GIVEN TASK
Format the rows from their start through the line containing "(1151, 151)" as a JSON list of strings, one string per line, skipping blank lines. Leave the pictures out of your answer.

Excerpts of location labeling data
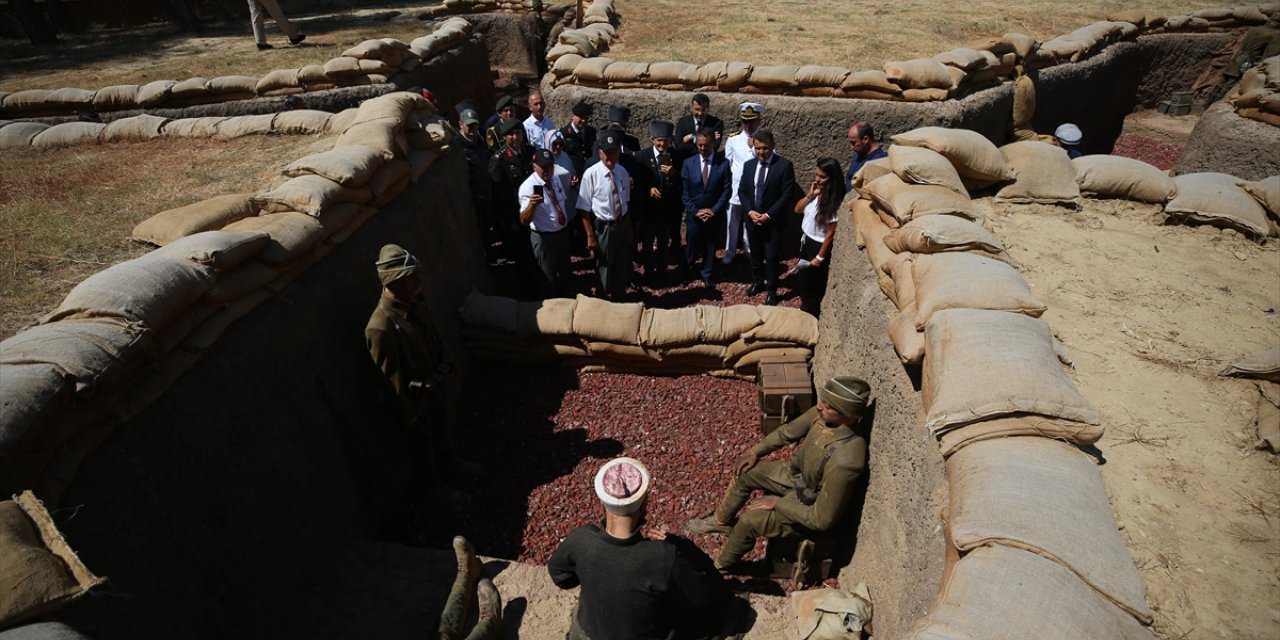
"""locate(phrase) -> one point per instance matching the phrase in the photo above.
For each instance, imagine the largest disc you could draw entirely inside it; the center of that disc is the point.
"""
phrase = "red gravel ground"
(1151, 151)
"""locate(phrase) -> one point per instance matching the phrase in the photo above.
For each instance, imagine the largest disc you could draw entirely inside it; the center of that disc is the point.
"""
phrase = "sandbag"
(722, 325)
(906, 202)
(1262, 366)
(671, 327)
(1121, 178)
(785, 324)
(151, 289)
(309, 195)
(220, 250)
(919, 73)
(919, 165)
(937, 233)
(1211, 199)
(138, 127)
(205, 215)
(1000, 428)
(1042, 173)
(552, 316)
(1000, 593)
(68, 135)
(39, 571)
(972, 154)
(350, 165)
(1047, 498)
(965, 280)
(600, 320)
(293, 236)
(988, 364)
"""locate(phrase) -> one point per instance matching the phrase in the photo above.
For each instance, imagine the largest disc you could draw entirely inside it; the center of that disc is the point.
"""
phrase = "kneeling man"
(804, 497)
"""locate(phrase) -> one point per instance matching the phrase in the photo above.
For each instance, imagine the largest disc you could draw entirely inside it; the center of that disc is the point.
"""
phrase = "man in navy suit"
(767, 196)
(707, 181)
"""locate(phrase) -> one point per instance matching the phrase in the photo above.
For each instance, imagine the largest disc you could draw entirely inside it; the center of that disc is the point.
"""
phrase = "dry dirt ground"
(1151, 314)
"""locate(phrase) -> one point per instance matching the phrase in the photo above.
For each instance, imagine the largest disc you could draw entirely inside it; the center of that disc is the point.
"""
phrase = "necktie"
(554, 199)
(615, 200)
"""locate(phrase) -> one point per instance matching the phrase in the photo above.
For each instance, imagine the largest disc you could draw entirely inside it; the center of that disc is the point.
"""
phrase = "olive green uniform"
(827, 462)
(405, 346)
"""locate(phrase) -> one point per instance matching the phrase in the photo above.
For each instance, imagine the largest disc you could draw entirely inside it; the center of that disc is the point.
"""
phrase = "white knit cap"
(622, 485)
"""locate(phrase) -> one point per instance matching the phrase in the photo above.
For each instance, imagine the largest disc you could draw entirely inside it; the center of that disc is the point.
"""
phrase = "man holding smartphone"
(543, 201)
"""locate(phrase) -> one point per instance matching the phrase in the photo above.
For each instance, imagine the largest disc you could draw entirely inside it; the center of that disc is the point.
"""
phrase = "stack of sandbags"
(630, 338)
(1257, 96)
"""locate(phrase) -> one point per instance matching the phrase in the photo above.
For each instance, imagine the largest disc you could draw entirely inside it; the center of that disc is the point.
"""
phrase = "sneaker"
(707, 525)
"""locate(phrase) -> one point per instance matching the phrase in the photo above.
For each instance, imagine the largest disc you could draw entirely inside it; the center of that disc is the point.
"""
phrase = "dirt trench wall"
(901, 548)
(211, 510)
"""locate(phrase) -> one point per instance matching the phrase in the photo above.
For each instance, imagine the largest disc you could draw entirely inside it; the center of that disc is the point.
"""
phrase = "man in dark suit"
(662, 208)
(689, 126)
(767, 195)
(707, 186)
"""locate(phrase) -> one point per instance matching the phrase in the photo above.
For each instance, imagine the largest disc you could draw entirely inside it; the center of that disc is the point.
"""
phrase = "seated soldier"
(804, 497)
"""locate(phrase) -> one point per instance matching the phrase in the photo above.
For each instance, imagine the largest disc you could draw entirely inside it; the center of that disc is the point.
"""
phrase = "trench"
(218, 517)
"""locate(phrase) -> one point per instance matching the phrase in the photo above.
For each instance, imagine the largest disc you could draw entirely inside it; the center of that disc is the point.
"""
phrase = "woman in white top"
(819, 208)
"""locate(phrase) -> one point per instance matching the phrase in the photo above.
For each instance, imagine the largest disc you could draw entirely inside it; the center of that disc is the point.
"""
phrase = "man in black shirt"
(636, 588)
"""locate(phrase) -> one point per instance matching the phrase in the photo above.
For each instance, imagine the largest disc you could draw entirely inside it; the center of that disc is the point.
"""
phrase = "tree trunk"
(33, 22)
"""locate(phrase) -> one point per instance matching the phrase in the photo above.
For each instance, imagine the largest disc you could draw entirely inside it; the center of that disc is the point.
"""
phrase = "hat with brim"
(394, 263)
(622, 485)
(846, 394)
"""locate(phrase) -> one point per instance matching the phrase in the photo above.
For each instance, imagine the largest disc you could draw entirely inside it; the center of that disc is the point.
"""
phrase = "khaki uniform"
(827, 462)
(405, 346)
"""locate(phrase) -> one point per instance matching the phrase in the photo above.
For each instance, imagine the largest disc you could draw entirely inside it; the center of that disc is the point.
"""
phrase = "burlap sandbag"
(919, 165)
(151, 289)
(919, 73)
(19, 133)
(965, 280)
(671, 327)
(39, 571)
(293, 236)
(1121, 178)
(1047, 498)
(938, 233)
(350, 165)
(1074, 433)
(785, 324)
(552, 316)
(301, 122)
(220, 250)
(988, 364)
(1264, 366)
(1001, 593)
(1042, 173)
(600, 320)
(205, 215)
(309, 195)
(1265, 191)
(138, 127)
(906, 202)
(969, 151)
(68, 135)
(1212, 199)
(722, 325)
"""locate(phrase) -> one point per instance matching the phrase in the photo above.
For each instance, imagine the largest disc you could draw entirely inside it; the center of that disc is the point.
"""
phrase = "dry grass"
(144, 55)
(854, 35)
(67, 214)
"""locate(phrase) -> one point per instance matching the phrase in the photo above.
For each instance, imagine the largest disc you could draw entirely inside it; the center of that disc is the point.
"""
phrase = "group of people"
(543, 193)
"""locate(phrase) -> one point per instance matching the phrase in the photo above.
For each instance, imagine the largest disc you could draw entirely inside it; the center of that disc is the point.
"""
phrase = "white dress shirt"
(595, 193)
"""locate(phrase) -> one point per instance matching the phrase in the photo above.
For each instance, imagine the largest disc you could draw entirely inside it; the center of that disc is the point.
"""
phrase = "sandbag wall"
(599, 336)
(373, 62)
(981, 64)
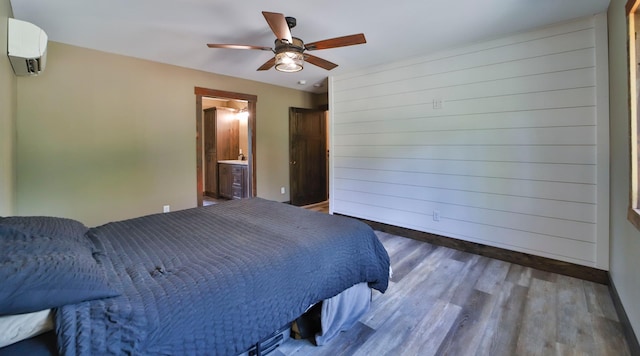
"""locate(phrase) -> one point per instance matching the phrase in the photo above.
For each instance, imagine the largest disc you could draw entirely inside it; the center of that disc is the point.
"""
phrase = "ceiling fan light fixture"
(289, 61)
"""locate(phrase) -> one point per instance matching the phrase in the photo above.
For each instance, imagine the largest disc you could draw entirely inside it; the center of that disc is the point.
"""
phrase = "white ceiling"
(177, 31)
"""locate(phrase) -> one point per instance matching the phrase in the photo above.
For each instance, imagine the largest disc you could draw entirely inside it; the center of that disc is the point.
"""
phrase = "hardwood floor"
(445, 302)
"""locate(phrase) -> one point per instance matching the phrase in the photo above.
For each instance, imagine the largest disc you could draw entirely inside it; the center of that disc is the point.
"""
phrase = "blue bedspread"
(215, 280)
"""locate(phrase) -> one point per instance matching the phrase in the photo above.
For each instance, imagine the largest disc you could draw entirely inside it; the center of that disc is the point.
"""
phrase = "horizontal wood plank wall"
(508, 160)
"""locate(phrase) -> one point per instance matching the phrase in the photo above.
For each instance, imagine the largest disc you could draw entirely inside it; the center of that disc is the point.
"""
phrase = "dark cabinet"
(232, 180)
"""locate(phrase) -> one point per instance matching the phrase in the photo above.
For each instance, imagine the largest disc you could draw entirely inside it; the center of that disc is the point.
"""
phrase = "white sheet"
(23, 326)
(341, 312)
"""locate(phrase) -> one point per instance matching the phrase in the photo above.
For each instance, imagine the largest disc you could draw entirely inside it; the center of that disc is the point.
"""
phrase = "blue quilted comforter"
(218, 279)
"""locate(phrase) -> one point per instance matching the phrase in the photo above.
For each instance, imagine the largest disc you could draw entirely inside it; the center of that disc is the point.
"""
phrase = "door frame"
(251, 136)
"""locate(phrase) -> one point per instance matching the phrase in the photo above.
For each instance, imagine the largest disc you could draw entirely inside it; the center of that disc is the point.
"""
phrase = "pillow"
(47, 262)
(23, 326)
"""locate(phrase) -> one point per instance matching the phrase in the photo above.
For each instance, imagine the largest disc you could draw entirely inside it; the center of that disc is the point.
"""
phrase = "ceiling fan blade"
(322, 63)
(234, 46)
(278, 25)
(268, 64)
(336, 42)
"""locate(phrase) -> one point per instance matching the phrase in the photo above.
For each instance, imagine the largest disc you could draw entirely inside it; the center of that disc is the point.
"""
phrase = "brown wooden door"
(210, 153)
(307, 156)
(227, 135)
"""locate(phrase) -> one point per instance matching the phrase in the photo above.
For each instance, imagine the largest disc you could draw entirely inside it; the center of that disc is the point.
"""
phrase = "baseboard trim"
(632, 339)
(524, 259)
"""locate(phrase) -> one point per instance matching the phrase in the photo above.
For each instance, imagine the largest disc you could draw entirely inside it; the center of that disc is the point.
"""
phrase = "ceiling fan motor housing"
(284, 46)
(291, 21)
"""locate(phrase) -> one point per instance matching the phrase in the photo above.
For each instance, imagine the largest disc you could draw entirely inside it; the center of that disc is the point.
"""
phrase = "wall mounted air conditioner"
(26, 47)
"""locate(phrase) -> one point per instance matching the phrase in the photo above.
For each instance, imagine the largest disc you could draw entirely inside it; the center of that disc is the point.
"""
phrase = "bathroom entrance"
(225, 133)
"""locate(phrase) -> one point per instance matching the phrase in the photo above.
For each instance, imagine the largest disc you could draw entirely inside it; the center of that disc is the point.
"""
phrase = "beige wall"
(102, 137)
(625, 238)
(7, 119)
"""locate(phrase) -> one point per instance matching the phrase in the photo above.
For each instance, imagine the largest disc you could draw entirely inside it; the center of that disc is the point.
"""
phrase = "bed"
(210, 280)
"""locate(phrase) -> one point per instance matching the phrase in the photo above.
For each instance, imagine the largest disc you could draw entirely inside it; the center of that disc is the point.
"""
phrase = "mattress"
(216, 279)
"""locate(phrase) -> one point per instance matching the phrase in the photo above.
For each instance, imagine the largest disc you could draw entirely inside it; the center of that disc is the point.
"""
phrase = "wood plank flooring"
(445, 302)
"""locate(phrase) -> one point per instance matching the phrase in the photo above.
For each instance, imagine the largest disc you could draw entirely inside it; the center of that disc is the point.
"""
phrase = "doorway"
(308, 156)
(201, 157)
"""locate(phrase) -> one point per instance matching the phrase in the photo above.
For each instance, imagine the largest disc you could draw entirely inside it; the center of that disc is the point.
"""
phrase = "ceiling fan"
(290, 51)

THE ANSWER
[
  "\"\"\"locate(phrase) -> one point per instance matching the phrase in the photo above.",
  "For each instance, imagine the largest disc you could draw entirely inside it; the center of that disc is the point.",
  "\"\"\"",
  "phrase = \"red gravel ground\"",
  "(1151, 151)"
]